* [Texto fornecido]:
----------------

Alerta amarelo de neve acima dos 1200/1400m para o distrito de Vila Real. Isto engloba apenas os cumes das montanhas, certo? Dado que praticamente tudo está abaixo desta cota, ou é expectável encontrar neve a cotas mais baixas?


----------



## Cesar (30 Dez 2020 às 10:29)

Parece que se está aproximar uma semana interessante, após o fim de semana que vem.


----------



## Charlie Moreira (30 Dez 2020 às 10:35)

Era bom era...






Enviado do meu Redmi Note 7 através do Tapatalk


----------



## cova beira (30 Dez 2020 às 10:56)

As previsões tem piorado significativamente o europeu tem atrasado constantemente a entrada atlântica e nos outros modelos está a esfumar-se


----------



## Crazyrain (30 Dez 2020 às 11:21)

Cotas de neve entre 0 e 100 metros para todo o Litoral Norte não é algo que se veja em todos os invernos . Convem ressalvar que  estas cotas são uma mera referência , pois uma entrada continental com precipitação associada traria neve a qualquer cota .
O problema é o mesmo de sempre , falta de precipitação . Contudo , quer o ECM quer o GFS a colocar pequenos nichos de probabilidades mínimas de precipitação a fazer - nos sonhar.


----------



## Snifa (30 Dez 2020 às 11:24)

Penso que é prudente colocar as expectativas por baixo, ainda estamos a falar de um potencial evento algo "longinquo".

Por exemplo, o GFS na sua saida mais recente mostra isto:











Daria boa neve em especial no Interior Norte e Centro, e até mais a Sul, mas é preciso que haja precipitação ( em princípio haveria assim como instabilidade)  

Iremos ter uns dias bastante frios, mas sem precipitação nada feito, ficam as geadas e gelos, que já não é nada mau..

----------------

* [Dados apresentados]:
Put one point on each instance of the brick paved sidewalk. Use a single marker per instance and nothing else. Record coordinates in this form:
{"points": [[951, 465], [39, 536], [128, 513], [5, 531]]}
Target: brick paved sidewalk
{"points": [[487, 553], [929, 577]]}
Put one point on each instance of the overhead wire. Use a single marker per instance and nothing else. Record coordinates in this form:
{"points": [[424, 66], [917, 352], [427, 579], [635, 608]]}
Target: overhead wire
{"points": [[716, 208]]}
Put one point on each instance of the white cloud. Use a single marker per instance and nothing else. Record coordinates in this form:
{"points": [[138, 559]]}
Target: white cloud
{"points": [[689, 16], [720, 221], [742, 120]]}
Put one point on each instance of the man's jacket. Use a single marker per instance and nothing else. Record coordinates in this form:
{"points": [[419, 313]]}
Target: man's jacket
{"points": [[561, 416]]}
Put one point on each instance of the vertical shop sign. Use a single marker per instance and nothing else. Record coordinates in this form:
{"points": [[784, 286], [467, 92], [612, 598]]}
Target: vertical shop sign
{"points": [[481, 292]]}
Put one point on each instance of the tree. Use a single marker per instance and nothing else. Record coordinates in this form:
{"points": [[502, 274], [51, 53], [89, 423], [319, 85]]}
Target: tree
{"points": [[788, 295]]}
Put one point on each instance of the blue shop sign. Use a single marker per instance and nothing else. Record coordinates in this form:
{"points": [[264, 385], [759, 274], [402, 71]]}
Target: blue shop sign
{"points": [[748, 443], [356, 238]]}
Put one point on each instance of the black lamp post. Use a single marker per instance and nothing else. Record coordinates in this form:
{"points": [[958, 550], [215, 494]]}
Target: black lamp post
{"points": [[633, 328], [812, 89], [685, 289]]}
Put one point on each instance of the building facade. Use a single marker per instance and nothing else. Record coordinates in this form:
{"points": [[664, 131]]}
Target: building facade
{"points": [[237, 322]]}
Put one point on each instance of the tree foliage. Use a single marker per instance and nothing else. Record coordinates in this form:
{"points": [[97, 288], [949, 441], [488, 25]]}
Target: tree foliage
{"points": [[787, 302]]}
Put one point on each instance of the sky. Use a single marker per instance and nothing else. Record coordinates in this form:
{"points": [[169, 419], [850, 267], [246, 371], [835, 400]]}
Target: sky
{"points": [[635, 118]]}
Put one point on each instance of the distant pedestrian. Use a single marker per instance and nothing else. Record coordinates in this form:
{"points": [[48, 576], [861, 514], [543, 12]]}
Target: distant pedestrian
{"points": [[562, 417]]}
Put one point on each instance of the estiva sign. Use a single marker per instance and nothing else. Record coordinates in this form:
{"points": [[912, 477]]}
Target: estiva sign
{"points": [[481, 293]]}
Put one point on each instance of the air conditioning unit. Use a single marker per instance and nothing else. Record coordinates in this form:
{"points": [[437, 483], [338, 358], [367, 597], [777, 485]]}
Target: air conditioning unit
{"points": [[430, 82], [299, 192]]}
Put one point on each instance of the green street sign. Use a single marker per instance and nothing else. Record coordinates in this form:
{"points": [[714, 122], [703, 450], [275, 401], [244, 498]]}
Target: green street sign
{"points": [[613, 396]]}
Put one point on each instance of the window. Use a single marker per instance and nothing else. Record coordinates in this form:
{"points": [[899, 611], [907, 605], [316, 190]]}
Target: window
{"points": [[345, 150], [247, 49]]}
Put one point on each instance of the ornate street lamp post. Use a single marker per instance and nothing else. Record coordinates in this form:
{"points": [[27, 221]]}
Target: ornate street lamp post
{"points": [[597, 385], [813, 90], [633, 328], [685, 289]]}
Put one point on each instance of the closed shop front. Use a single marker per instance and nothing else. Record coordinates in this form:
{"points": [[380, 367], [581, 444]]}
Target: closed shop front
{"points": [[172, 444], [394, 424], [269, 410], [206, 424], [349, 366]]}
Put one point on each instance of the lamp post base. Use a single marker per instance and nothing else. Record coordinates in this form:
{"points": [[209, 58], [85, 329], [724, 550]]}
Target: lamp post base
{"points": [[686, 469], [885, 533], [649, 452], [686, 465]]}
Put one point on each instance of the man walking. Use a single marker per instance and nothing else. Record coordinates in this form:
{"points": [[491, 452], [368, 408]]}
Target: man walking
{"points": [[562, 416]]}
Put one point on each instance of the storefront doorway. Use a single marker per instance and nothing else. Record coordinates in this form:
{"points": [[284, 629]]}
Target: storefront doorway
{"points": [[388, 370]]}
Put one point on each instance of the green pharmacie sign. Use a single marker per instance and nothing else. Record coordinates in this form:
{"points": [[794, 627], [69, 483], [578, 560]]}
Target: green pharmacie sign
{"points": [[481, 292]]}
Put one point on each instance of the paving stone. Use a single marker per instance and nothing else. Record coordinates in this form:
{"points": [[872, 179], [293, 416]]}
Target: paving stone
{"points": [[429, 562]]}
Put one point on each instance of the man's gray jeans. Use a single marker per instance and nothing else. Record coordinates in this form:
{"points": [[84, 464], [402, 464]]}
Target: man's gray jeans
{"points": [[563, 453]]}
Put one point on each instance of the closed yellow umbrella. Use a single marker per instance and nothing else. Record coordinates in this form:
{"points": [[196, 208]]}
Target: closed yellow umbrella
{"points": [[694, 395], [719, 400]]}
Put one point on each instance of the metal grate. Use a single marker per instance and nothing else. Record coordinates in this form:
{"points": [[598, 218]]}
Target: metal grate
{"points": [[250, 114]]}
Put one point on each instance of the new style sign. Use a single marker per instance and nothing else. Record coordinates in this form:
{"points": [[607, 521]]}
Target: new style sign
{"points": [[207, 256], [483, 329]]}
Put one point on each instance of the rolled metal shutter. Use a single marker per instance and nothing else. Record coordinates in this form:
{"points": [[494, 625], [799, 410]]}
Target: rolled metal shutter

----------------

* [Objetivos]:
a) Indique se cada afirmação concorda com a discussão sobre previsões de neve: (i) o alerta amarelo de neve para o distrito de Vila Real aplica-se acima dos 1200/1400 m; (ii) Crazyrain aponta o excesso de precipitação como o problema habitual; (iii) Snifa recomenda manter as expectativas elevadas. Responda a cada uma com sim ou não e cite exatamente as palavras do texto que o decidem.
b) Escreva a continuação da discussão sobre previsões de neve a partir do ponto em que o texto termina.

* [Respostas esperadas]:
a)
(i) Sim: "Alerta amarelo de neve acima dos 1200/1400m para o distrito de Vila Real."
(ii) Não: "O problema é o mesmo de sempre , falta de precipitação ."
(iii) Não: "Penso que é prudente colocar as expectativas por baixo"

b)
----------



## Crazyrain (30 Dez 2020 às 11:41)

Snifa disse:


> Penso que é prudente colocar as expectativas por baixo, ainda estamos a falar de um potencial evento algo "longinquo".
> 
> Por exemplo, o GFS na sua saida mais recente mostra isto:
> 
> ...



Por isso é que eu falei em sonhar .
Mas volto a frisar que não é assim tão comum ver cotas tão baixas no litoral a menos de 120 horas .


----------



## Snifa (30 Dez 2020 às 11:43)

Crazyrain disse:


> Por isso é que eu falei em sonhar .
> Mas volto a frisar que não é assim tão comum ver cotas tão baixas no litoral a menos de 120 horas .



Sim, não é de todo comum, agora se se confirmam ou não, até podia ser cota -100 que sem precipitação nada feito, é o "velho problema" são muitas "peças" para se encaixarem na perfeição.. 

Vamos aguardar, não podemos ter sempre "azar"


----------



## davidazevedo (30 Dez 2020 às 11:44)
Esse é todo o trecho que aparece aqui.